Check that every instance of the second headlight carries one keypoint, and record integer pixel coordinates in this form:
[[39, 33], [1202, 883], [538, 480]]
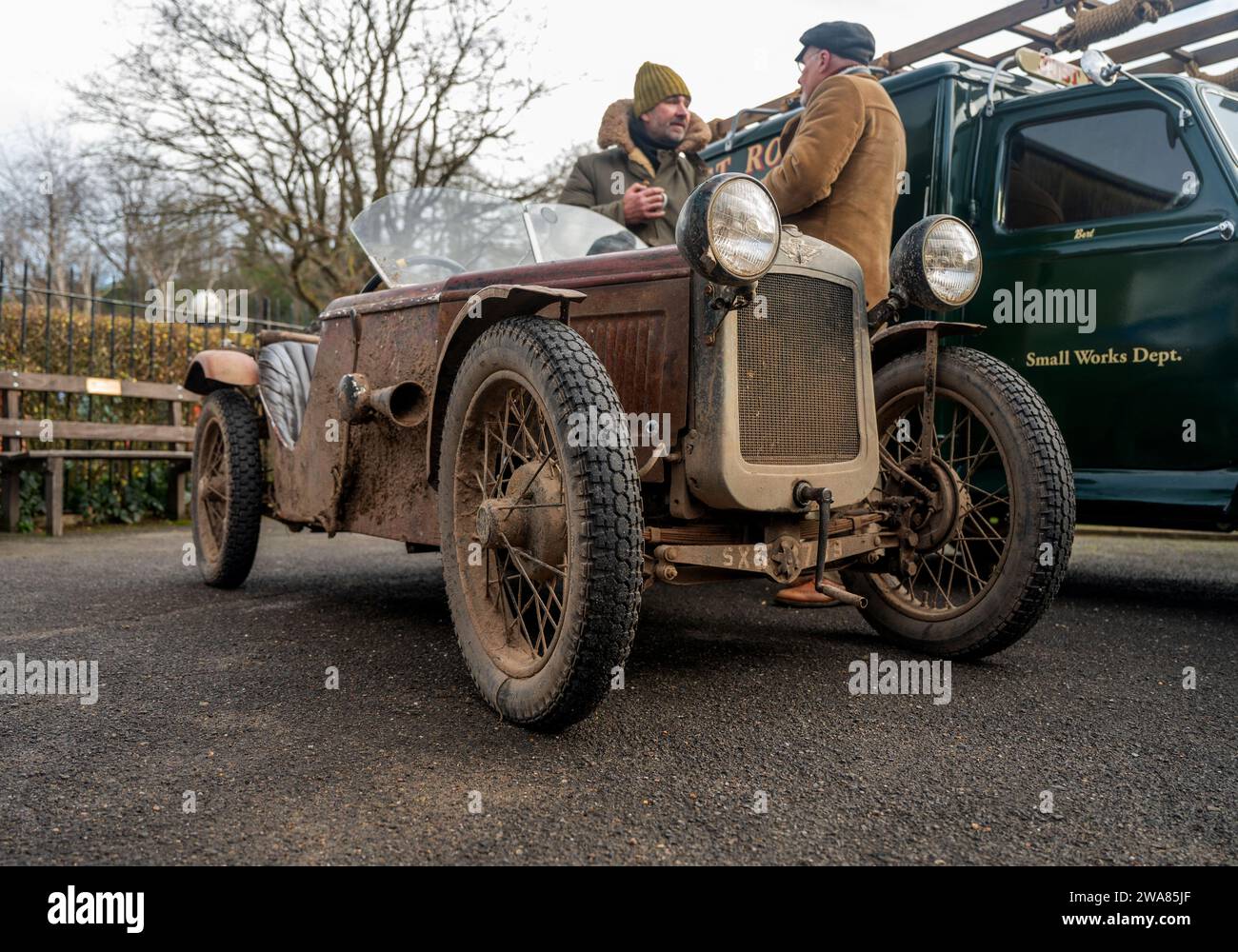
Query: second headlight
[[729, 229], [937, 264]]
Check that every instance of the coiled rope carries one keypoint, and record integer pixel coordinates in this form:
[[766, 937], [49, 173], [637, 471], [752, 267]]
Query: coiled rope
[[1089, 26]]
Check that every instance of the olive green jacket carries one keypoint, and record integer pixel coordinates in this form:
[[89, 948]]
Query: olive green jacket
[[838, 180], [599, 180]]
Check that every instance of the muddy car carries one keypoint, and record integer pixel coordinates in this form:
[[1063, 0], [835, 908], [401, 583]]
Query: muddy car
[[570, 417]]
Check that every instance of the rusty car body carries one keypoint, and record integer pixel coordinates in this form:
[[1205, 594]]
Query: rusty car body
[[569, 432]]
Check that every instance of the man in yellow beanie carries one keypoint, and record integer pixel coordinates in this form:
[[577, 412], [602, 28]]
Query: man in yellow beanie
[[650, 161]]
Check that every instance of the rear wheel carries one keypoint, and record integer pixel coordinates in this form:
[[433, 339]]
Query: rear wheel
[[989, 524], [227, 489], [541, 530]]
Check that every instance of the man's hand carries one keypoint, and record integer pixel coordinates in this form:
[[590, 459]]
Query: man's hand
[[644, 203]]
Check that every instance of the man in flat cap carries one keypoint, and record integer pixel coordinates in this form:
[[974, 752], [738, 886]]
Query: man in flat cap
[[838, 178], [649, 164]]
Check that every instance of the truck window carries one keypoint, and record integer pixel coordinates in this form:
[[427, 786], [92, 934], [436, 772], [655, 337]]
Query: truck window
[[1225, 108], [1092, 168]]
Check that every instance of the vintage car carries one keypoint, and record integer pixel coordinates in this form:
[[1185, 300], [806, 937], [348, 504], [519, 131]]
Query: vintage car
[[570, 423], [1106, 215]]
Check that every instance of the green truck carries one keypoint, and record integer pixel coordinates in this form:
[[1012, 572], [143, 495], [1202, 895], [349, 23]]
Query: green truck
[[1106, 214]]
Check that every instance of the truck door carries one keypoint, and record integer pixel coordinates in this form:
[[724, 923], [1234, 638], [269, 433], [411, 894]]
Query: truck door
[[1089, 291]]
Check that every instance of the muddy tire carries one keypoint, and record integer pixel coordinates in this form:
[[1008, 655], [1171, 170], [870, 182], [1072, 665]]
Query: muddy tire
[[228, 479], [541, 530], [1001, 560]]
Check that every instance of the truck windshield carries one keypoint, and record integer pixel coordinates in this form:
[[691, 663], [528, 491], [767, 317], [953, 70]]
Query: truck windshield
[[1225, 109], [425, 235]]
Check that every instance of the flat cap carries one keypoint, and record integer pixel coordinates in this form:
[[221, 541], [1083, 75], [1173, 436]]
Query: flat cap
[[850, 41]]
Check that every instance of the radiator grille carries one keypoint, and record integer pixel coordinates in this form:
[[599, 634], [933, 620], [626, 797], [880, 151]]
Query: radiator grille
[[797, 403]]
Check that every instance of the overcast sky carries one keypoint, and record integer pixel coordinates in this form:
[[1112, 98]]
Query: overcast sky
[[730, 53]]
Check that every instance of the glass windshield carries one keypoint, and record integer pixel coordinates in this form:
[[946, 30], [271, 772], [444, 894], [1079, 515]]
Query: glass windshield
[[429, 234], [1225, 108]]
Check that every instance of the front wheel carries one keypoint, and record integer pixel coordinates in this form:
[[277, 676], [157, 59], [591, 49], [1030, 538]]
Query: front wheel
[[986, 526], [541, 523], [227, 489]]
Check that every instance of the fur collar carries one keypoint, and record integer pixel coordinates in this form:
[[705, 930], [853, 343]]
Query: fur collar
[[614, 132]]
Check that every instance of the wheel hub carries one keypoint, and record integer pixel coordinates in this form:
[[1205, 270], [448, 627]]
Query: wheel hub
[[529, 516], [936, 520]]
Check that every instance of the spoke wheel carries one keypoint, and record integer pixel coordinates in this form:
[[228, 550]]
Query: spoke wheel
[[988, 523], [511, 509], [541, 531], [227, 489], [964, 531]]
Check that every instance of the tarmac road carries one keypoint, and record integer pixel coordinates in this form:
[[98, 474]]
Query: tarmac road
[[223, 695]]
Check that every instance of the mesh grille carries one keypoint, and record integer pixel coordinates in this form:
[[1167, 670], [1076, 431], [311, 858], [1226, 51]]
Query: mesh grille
[[797, 374]]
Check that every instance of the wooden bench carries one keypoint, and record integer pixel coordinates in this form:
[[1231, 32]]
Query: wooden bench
[[21, 438]]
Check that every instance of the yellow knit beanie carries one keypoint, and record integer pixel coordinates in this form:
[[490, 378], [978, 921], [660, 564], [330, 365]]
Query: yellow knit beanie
[[655, 83]]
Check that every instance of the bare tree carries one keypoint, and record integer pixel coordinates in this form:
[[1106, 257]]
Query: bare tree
[[46, 190], [292, 116]]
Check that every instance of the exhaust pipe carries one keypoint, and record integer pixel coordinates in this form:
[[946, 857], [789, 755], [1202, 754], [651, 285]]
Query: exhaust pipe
[[404, 404]]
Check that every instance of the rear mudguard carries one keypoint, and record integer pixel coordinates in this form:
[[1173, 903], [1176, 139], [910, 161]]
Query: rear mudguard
[[219, 369]]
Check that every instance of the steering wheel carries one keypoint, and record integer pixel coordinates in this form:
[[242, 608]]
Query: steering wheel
[[450, 264]]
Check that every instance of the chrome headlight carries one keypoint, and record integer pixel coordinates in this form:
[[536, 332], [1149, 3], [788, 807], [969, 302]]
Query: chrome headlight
[[937, 264], [729, 229]]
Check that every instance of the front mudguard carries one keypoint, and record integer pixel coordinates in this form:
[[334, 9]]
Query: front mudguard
[[894, 341]]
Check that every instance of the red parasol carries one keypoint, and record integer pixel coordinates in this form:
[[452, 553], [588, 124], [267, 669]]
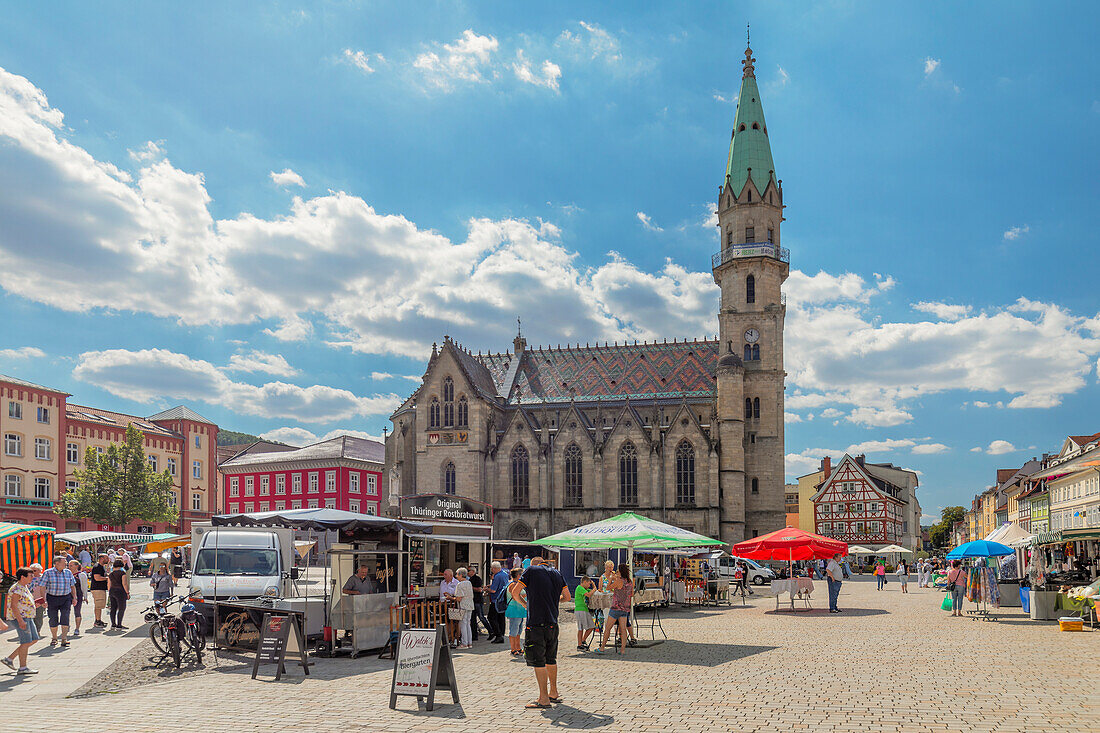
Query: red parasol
[[789, 544]]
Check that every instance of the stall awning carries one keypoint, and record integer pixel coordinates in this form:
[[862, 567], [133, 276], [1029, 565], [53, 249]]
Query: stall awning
[[320, 520]]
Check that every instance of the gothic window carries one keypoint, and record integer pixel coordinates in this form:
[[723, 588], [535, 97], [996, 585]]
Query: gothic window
[[449, 478], [628, 474], [685, 473], [463, 413], [573, 481], [520, 477]]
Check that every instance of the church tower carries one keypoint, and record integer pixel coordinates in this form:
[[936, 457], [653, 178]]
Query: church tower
[[750, 269]]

▶ _Что сделать_
Представьте, пожалуйста, в виде JSON-списка строк материал выше от строки с «Check that every instance of the yellow» до строки с «[[655, 83]]» включительно, по одной строке списка на каждую строку и без пустых строк.

▶ _Письменный ответ_
[
  "Check that every instance of the yellow knit beanie carries one keypoint, and record integer pixel coordinates in this form:",
  "[[490, 378], [978, 921], [660, 564], [330, 365]]",
  "Query: yellow knit beanie",
  "[[655, 83]]"
]